> _Problem to work on_
Print the data exactly, leaving nothing out.

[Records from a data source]
——————

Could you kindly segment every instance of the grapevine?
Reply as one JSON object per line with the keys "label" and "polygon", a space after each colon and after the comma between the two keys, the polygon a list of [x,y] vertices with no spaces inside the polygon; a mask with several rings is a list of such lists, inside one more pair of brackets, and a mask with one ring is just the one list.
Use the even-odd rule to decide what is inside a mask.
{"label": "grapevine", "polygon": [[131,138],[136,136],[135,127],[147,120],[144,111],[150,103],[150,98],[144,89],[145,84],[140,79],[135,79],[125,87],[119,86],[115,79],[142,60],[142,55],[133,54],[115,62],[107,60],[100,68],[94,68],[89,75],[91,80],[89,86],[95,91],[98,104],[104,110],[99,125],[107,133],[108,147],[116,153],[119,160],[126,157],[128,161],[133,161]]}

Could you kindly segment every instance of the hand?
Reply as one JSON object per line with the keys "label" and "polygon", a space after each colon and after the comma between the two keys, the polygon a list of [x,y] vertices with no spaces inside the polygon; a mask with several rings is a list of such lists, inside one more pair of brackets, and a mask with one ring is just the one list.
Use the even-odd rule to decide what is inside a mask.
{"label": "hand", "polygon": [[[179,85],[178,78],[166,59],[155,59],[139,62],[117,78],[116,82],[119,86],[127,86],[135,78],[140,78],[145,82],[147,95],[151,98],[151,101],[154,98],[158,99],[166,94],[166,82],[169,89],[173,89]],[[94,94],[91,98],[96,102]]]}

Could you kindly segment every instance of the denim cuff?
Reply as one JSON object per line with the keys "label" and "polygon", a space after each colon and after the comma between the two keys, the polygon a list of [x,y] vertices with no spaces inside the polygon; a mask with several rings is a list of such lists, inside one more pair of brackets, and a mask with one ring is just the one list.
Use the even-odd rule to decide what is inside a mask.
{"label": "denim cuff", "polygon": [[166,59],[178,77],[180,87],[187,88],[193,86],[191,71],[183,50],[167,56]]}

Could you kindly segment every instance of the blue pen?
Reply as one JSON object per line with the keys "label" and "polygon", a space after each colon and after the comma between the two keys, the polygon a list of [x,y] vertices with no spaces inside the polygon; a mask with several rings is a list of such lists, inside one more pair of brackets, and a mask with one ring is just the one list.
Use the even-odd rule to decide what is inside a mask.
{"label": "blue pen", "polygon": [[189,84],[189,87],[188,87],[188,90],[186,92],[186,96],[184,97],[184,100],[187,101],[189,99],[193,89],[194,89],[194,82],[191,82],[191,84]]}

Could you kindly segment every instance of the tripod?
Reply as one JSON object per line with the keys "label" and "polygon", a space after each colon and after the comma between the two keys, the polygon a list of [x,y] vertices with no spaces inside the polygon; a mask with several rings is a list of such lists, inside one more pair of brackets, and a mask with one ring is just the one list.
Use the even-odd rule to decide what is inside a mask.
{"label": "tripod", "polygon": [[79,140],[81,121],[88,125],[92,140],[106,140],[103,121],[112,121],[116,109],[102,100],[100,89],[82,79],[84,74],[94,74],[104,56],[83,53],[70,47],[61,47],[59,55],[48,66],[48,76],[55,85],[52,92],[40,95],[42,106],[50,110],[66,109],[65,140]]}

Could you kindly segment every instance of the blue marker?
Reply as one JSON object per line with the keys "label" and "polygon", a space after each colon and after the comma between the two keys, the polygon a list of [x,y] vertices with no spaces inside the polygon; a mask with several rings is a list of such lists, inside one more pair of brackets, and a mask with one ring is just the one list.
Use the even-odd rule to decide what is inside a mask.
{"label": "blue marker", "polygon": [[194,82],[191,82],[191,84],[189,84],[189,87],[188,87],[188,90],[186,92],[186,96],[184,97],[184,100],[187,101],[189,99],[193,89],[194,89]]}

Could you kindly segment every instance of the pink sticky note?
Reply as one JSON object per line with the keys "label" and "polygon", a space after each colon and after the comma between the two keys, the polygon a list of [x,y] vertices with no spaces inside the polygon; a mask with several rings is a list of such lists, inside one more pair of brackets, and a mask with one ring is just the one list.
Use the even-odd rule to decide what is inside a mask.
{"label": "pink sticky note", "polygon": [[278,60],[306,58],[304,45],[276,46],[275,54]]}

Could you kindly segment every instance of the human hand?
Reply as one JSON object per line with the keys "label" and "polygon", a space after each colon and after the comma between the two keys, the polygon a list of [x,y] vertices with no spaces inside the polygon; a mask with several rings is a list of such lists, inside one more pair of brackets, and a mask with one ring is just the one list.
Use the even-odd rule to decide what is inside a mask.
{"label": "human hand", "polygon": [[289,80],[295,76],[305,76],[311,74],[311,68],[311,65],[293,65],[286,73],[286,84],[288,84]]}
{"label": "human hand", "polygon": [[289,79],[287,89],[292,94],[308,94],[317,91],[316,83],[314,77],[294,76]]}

——————

> _Problem solution_
Could you kindly segment every instance of the grapevine?
Reply as one JSON object per line with the keys "label" and "polygon", a space after each colon and after the comma between the two keys, the polygon a list of [x,y] vertices with no spaces inside the polygon; a mask with several rings is a list of such lists, inside one more pair of brackets, and a mask with one ring is just the one list.
Use the even-odd rule to decide what is inside a mask.
{"label": "grapevine", "polygon": [[131,138],[136,136],[135,127],[147,120],[144,111],[150,103],[150,98],[144,89],[145,84],[140,79],[135,79],[125,87],[119,86],[115,79],[142,60],[142,55],[133,54],[115,62],[107,60],[100,68],[94,68],[89,75],[91,80],[89,86],[95,91],[98,104],[104,110],[99,125],[107,133],[108,147],[116,153],[119,160],[126,157],[128,161],[133,161]]}

Could you kindly segment every instance of the hand?
Reply as one JSON object per line with the keys "label" and "polygon", a space after each colon and after the comma between the two keys, the polygon a list of [x,y] vertices with no spaces inside the polygon; a mask with several rings is a list of such lists, inside one more pair of brackets, and a mask with one ring is just the one list.
Use the even-odd rule to decide what is inside a mask.
{"label": "hand", "polygon": [[[179,85],[178,78],[166,59],[155,59],[139,62],[117,78],[116,82],[119,86],[127,86],[135,78],[140,78],[145,82],[147,95],[151,98],[151,101],[154,98],[158,99],[166,94],[166,82],[169,89],[173,89]],[[94,94],[91,98],[96,102]]]}

Could you kindly segment every instance of the denim cuff?
Reply as one JSON object per line with the keys "label" and "polygon", a space after each colon and after the comma between the two keys, the polygon a list of [x,y] vertices with no spaces inside the polygon; a mask with several rings is a list of such lists, inside one more pair of brackets, and a mask with one ring is just the one list.
Use the even-odd rule to decide what is inside a mask.
{"label": "denim cuff", "polygon": [[166,59],[178,77],[180,87],[187,88],[193,86],[191,71],[183,50],[167,56]]}

Could you kindly segment every instance of the blue pen?
Reply as one JSON object per line with the keys "label" and "polygon", a space after each colon and after the comma between the two keys, the polygon a list of [x,y] vertices with no spaces inside the polygon; a mask with several rings is a list of such lists, inside one more pair of brackets, and a mask with one ring is just the one list.
Use the even-odd rule to decide what is inside a mask.
{"label": "blue pen", "polygon": [[189,84],[189,87],[188,87],[188,90],[186,92],[186,96],[184,97],[184,100],[187,101],[189,99],[193,89],[194,89],[194,82],[191,82],[191,84]]}

Could you kindly segment every instance of the tripod?
Reply as one JSON object per line with the keys "label" and "polygon", a space after each colon and after the comma between the two keys, the polygon a list of [x,y] vertices with no spaces inside the polygon; a mask with several rings is a list of such lists, inside one more pair of brackets, and a mask with one ring is just the one list.
Use the even-odd rule to decide what is inside a mask.
{"label": "tripod", "polygon": [[79,140],[81,121],[88,125],[92,140],[106,140],[103,121],[112,121],[116,109],[102,100],[100,89],[82,79],[84,74],[94,74],[104,56],[83,53],[70,47],[61,47],[59,55],[48,66],[48,76],[55,85],[52,92],[40,95],[42,106],[50,110],[66,109],[65,140]]}

Could you kindly segment every instance of the blue marker?
Reply as one JSON object per line with the keys "label" and "polygon", a space after each colon and after the comma between the two keys, the polygon a list of [x,y] vertices with no spaces inside the polygon; a mask with several rings is a list of such lists, inside one more pair of brackets, and a mask with one ring is just the one list.
Use the even-odd rule to decide what is inside a mask.
{"label": "blue marker", "polygon": [[194,82],[191,82],[191,84],[189,84],[189,87],[188,87],[188,90],[186,92],[186,96],[184,97],[184,100],[187,101],[189,99],[193,89],[194,89]]}

Could you kindly segment every instance of the pink sticky note?
Reply as one JSON object per line with the keys "label" and "polygon", a space after each colon and after the comma between the two keys, the polygon a list of [x,y] vertices with no spaces inside the polygon; a mask with several rings is a list of such lists, inside one more pair of brackets, and a mask with one ring is just the one list.
Use the even-odd rule to decide what is inside a mask.
{"label": "pink sticky note", "polygon": [[278,60],[306,58],[304,45],[276,46],[275,54]]}

Could you kindly segment every instance of the human hand?
Reply as one JSON object per line with the keys "label" and "polygon", a space after each colon and after the comma between the two keys, the polygon a list of [x,y] vertices with no spaces inside the polygon; a mask with several rings is a list of such lists, inside one more pair of brackets, and a mask with one ring is just the one list.
Use the even-odd rule to decide what is inside a mask.
{"label": "human hand", "polygon": [[289,80],[295,76],[305,76],[311,74],[311,68],[311,65],[293,65],[286,73],[286,84],[288,84]]}
{"label": "human hand", "polygon": [[289,79],[287,89],[292,94],[308,94],[317,91],[316,83],[314,77],[294,76]]}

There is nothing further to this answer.